INSTRUCTION> List, in full, each line of the records below that contains the word "grey". Only matches in the same case count.

A run of records:
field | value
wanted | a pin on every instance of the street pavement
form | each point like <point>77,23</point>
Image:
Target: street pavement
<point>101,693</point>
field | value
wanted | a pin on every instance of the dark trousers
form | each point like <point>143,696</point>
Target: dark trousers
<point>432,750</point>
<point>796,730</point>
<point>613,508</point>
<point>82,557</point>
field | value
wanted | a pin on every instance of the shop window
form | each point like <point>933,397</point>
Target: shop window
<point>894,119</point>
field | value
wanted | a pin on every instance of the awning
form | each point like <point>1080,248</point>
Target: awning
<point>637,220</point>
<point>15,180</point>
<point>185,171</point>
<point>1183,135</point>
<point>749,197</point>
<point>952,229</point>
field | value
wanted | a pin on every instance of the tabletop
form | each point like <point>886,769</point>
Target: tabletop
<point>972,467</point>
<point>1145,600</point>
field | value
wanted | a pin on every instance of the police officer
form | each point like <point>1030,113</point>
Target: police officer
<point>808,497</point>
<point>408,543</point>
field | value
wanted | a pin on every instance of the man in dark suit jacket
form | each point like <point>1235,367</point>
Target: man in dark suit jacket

* * *

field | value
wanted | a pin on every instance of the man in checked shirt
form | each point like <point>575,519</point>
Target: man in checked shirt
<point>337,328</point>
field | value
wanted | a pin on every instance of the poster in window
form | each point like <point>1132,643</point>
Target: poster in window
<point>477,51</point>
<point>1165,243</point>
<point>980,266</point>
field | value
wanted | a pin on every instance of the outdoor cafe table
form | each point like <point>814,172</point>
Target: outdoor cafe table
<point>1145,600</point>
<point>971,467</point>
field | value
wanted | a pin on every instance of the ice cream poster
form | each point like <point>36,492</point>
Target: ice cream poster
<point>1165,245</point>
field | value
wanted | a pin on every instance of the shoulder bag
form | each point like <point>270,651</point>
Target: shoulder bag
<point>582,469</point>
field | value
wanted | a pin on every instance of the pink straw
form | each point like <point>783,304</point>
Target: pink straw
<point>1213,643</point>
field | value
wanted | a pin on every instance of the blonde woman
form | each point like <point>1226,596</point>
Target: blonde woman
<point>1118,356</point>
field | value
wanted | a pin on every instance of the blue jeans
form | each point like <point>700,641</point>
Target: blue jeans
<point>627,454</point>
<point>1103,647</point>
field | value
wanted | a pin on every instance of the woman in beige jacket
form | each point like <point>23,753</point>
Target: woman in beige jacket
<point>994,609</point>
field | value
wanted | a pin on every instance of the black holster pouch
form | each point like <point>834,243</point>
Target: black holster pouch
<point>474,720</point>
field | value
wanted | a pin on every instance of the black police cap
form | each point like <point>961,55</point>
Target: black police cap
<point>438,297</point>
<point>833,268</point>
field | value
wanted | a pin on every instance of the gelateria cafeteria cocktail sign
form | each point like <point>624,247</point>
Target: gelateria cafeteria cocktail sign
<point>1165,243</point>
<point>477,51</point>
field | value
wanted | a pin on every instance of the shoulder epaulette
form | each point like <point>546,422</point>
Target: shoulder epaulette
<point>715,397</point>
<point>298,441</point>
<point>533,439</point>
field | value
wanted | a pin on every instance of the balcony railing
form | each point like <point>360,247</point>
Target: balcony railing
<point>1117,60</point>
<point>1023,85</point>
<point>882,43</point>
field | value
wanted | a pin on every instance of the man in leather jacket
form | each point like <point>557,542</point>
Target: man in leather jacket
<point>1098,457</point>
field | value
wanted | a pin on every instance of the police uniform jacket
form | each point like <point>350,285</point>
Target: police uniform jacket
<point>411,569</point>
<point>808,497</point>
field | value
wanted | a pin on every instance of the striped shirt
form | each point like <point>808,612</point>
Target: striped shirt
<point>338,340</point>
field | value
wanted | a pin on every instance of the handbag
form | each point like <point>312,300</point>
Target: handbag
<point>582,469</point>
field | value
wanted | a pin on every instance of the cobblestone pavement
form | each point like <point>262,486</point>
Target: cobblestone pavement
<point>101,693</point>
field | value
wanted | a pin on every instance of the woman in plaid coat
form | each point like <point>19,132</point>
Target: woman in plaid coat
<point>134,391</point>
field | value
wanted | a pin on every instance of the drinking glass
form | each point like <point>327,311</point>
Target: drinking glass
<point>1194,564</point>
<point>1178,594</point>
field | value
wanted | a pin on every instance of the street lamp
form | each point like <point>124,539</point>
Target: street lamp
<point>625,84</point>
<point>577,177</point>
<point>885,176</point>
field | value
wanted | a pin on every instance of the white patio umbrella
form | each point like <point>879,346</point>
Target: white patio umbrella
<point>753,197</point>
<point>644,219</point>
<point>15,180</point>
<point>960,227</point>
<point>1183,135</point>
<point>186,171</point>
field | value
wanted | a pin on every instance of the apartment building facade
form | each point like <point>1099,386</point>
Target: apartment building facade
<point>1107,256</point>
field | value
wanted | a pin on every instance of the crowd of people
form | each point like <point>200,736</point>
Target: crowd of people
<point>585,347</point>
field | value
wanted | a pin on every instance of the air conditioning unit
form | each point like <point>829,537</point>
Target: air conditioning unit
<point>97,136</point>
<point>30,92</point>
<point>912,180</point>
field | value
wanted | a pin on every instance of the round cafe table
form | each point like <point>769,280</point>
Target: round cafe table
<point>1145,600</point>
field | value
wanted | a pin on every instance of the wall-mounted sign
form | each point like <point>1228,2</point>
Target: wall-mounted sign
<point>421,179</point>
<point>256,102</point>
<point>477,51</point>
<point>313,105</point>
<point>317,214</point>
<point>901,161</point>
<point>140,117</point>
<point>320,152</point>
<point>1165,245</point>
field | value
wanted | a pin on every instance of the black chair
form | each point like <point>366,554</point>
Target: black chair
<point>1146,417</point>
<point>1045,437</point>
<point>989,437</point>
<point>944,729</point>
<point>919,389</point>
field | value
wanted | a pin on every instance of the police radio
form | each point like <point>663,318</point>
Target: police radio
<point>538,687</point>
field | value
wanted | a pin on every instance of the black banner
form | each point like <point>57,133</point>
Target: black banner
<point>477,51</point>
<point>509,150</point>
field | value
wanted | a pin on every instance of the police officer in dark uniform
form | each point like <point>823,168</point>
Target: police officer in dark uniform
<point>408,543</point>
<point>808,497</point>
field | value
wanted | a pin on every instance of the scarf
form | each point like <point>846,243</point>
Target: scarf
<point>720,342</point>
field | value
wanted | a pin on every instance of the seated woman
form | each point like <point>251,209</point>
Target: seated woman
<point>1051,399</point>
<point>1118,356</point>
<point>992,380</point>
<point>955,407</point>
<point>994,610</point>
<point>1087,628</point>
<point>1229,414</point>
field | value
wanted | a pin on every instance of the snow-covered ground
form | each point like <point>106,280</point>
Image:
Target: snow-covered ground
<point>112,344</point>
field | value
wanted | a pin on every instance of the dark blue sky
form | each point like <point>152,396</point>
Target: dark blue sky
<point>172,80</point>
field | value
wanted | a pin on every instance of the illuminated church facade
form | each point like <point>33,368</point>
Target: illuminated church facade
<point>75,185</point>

==

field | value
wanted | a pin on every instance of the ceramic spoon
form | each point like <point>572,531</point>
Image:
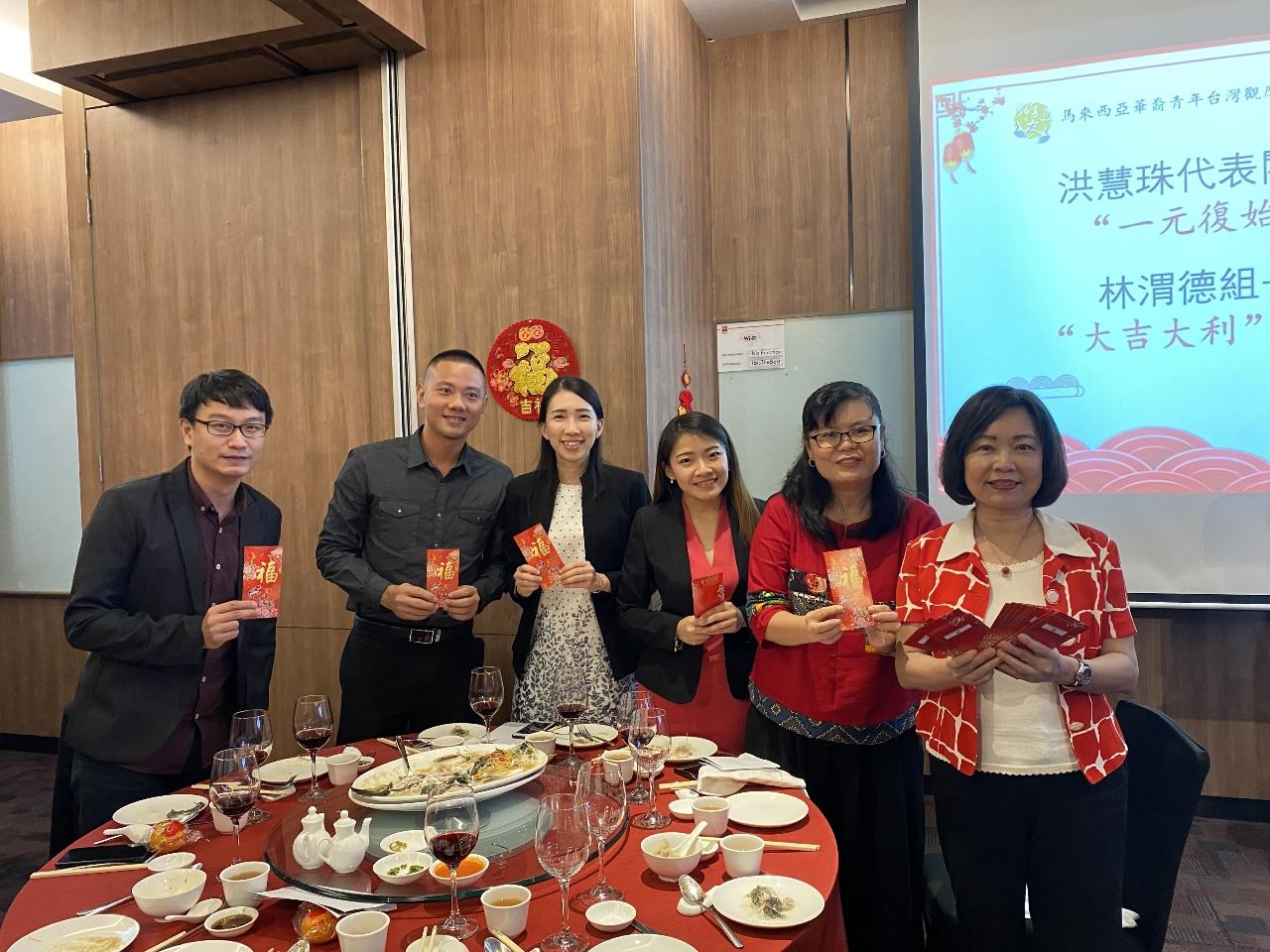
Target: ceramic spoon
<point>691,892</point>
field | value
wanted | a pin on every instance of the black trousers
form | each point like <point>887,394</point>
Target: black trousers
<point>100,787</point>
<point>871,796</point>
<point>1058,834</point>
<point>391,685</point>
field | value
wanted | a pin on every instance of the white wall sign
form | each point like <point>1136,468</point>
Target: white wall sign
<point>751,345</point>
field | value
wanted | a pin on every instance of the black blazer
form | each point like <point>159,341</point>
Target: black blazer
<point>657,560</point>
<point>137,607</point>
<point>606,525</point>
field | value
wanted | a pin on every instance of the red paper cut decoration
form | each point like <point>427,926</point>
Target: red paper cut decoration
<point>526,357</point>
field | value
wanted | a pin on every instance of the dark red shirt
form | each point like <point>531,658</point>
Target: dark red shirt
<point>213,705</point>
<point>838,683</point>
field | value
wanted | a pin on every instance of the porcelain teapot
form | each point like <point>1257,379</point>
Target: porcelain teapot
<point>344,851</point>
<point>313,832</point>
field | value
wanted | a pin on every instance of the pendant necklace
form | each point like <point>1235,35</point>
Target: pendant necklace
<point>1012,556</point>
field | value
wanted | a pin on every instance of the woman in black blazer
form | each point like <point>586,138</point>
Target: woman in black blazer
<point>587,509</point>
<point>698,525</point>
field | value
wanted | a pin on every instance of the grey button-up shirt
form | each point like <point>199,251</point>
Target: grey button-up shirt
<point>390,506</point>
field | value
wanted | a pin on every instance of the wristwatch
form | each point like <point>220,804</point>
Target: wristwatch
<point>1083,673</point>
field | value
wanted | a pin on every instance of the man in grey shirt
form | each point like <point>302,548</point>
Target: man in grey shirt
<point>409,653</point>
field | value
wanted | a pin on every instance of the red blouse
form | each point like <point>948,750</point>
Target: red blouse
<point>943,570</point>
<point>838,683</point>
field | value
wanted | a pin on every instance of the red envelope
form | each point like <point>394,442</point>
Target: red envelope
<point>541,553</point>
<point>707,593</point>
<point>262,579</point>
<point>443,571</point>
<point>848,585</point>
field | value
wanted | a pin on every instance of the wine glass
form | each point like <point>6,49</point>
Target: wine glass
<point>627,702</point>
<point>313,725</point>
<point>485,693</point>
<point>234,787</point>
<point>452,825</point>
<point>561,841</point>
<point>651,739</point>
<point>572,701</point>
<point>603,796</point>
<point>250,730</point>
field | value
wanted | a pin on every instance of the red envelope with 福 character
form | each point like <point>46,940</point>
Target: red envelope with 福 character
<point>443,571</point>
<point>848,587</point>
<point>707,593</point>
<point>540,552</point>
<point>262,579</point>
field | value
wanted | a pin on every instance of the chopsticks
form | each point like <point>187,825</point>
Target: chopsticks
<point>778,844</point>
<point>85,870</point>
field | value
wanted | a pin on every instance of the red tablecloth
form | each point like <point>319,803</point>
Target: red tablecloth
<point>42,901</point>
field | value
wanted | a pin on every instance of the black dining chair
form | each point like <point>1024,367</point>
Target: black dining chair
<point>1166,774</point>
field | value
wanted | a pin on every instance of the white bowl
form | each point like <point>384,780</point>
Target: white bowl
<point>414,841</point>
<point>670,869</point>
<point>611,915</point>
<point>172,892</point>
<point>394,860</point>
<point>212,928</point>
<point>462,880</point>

SOLUTION TO THE PROBLEM>
wanted | a pin on every instance of the grey button-up shirt
Target: grey button-up shirt
wanted | a pin on every instance of the man in grey shirt
Target: man in grey shirt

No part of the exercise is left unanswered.